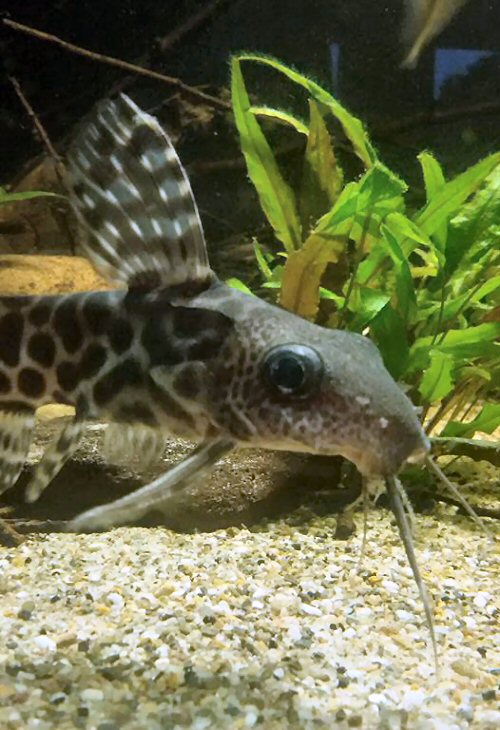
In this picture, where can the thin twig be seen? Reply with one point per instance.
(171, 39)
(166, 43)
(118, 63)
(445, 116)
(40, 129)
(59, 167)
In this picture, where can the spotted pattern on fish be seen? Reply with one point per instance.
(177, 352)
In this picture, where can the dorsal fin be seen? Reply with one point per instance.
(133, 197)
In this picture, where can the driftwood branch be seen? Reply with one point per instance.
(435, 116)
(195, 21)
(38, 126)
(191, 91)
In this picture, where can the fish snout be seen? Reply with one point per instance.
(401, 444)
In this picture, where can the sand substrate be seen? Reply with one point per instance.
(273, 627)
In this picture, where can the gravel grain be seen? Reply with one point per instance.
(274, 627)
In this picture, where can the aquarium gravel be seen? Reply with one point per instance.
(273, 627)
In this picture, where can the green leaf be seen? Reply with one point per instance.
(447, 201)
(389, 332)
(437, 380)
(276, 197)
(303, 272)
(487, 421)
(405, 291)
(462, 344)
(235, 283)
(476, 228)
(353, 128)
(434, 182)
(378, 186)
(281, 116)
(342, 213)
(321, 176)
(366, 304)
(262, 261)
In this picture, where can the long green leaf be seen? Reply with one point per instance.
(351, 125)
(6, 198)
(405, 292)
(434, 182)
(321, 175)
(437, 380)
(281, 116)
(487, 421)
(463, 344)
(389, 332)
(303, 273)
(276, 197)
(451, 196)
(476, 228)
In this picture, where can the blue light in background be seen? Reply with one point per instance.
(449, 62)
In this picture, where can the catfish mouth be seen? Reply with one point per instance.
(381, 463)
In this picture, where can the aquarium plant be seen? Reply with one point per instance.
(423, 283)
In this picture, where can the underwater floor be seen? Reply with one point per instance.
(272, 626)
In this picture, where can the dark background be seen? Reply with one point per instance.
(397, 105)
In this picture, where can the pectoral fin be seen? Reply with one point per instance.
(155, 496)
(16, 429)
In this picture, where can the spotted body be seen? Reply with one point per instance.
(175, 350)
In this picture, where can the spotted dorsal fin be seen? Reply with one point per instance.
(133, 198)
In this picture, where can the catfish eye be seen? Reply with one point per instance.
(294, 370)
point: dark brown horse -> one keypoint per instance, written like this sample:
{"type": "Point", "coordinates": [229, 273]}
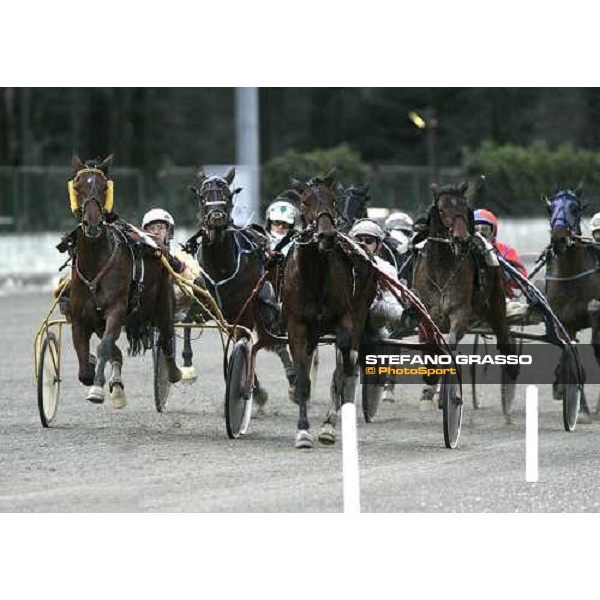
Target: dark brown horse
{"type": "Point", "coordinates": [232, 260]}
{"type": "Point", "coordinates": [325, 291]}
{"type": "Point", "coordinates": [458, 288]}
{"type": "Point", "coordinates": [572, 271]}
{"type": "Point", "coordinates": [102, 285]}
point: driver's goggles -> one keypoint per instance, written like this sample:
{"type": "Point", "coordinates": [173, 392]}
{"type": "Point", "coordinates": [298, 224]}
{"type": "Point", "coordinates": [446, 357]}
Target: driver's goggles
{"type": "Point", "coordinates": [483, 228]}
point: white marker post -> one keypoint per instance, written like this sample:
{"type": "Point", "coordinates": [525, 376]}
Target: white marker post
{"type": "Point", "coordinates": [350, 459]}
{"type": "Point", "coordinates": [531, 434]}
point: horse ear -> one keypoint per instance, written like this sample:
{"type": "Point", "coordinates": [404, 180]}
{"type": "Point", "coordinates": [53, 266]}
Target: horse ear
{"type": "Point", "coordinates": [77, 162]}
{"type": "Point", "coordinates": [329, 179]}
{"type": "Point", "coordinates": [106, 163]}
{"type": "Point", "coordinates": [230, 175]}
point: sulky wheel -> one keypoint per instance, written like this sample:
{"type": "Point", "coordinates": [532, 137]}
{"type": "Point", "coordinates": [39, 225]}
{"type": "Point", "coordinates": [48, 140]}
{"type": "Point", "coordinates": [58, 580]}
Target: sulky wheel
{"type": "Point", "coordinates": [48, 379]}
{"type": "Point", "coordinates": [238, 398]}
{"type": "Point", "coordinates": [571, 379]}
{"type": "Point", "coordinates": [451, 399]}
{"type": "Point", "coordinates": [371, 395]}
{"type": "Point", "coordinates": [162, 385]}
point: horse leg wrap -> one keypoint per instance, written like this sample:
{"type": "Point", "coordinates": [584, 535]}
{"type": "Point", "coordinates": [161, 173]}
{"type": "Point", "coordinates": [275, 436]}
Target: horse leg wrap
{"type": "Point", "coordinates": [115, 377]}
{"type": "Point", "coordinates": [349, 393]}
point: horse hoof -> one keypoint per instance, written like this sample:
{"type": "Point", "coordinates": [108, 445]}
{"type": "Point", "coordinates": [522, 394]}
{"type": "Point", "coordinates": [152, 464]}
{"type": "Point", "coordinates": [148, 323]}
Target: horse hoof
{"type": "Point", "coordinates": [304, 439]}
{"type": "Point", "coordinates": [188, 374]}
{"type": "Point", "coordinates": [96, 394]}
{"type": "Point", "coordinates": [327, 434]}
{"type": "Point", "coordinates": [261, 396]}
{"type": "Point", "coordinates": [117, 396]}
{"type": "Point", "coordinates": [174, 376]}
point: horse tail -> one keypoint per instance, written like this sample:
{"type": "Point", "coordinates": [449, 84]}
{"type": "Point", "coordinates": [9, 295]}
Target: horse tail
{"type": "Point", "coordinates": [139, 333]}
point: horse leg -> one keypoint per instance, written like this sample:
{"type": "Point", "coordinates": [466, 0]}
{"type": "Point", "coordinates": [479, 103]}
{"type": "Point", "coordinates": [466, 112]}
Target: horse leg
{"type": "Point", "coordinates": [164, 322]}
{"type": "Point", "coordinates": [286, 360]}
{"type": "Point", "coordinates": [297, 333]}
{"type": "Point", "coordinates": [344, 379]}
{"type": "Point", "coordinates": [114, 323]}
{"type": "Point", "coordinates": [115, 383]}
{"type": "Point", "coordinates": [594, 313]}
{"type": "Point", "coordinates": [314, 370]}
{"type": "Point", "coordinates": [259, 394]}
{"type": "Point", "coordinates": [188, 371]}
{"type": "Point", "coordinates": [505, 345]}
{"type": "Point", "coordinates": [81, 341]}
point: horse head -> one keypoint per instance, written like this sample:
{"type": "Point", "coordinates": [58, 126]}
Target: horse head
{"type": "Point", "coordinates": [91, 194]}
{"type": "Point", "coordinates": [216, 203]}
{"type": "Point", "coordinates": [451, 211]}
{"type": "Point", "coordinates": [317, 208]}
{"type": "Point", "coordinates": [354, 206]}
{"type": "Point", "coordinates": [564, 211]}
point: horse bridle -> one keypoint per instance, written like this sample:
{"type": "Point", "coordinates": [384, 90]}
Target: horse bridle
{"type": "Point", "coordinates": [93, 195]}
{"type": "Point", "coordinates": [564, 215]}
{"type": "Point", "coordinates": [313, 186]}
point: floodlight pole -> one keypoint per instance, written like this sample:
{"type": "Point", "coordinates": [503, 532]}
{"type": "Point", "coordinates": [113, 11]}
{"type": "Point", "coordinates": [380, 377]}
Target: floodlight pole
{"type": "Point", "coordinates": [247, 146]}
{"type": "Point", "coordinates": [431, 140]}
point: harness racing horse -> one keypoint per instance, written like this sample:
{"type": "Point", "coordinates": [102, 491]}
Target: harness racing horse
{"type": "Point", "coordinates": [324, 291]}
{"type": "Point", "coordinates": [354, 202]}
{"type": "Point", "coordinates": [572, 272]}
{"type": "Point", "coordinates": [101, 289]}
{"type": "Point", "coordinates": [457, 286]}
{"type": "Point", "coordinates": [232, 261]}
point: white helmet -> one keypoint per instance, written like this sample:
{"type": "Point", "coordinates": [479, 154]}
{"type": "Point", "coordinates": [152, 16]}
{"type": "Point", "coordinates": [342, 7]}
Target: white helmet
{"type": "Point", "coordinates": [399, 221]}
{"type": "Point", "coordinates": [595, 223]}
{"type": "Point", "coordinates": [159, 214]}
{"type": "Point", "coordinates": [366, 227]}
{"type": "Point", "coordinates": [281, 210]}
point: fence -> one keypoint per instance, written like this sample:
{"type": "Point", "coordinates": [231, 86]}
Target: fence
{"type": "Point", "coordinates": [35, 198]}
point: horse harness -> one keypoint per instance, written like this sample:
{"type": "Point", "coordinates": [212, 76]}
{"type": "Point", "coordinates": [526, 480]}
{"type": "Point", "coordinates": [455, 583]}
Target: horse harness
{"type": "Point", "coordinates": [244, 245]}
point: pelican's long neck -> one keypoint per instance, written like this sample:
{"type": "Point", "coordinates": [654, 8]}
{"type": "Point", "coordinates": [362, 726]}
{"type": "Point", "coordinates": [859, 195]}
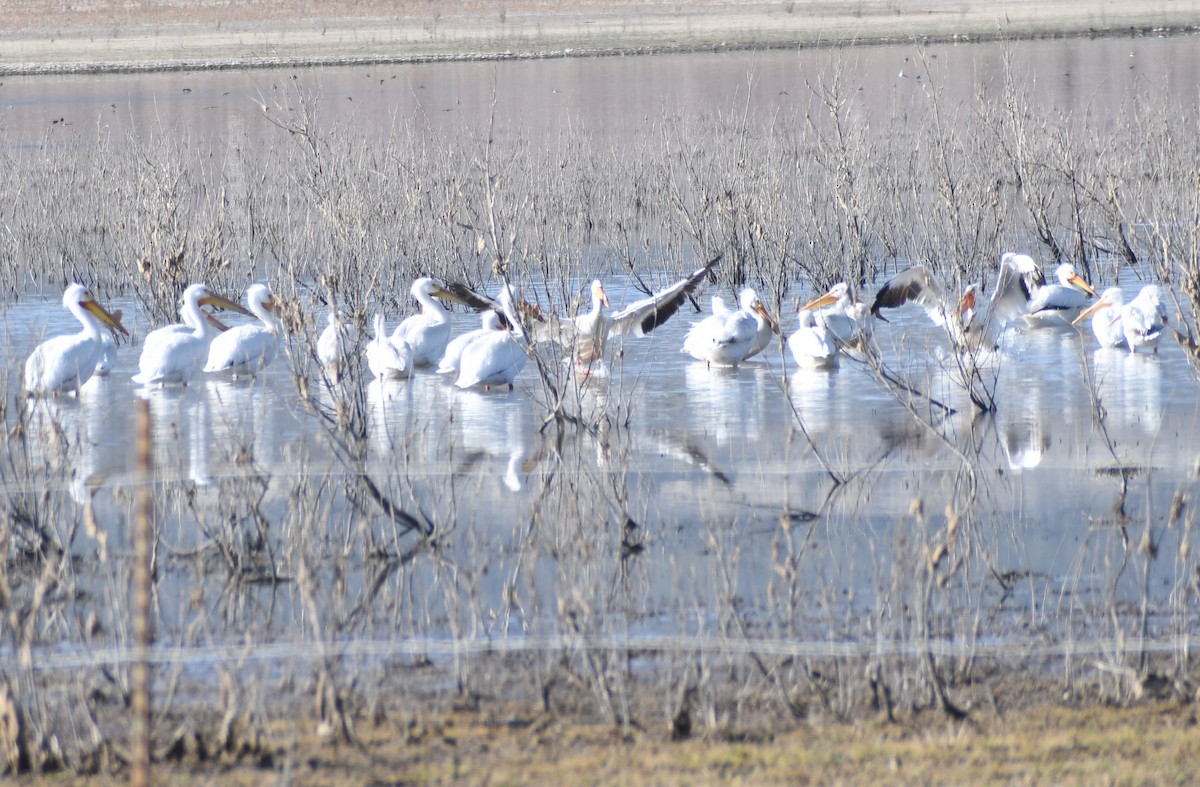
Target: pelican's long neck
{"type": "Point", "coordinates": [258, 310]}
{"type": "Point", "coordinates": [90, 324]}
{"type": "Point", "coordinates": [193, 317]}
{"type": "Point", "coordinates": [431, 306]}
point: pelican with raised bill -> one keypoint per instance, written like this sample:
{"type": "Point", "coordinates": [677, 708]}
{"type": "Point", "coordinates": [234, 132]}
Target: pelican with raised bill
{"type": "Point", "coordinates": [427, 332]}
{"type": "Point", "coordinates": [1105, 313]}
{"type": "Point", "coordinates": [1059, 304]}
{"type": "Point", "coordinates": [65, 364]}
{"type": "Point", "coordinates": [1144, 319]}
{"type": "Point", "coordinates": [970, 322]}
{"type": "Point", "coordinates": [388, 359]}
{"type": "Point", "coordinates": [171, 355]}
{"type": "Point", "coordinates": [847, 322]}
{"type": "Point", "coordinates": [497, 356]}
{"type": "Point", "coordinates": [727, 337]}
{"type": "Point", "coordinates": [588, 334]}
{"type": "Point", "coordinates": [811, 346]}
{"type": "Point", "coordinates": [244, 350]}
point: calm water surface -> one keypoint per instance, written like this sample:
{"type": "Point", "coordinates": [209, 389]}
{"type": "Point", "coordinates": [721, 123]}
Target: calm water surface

WHAT IS NEEDED ▸ Starting from the records above, filter out all lines except those containing the word "calm".

RESPONSE AREA ▸
point: calm water surface -> one keypoint per instance, written like this sample:
Target: calm water surface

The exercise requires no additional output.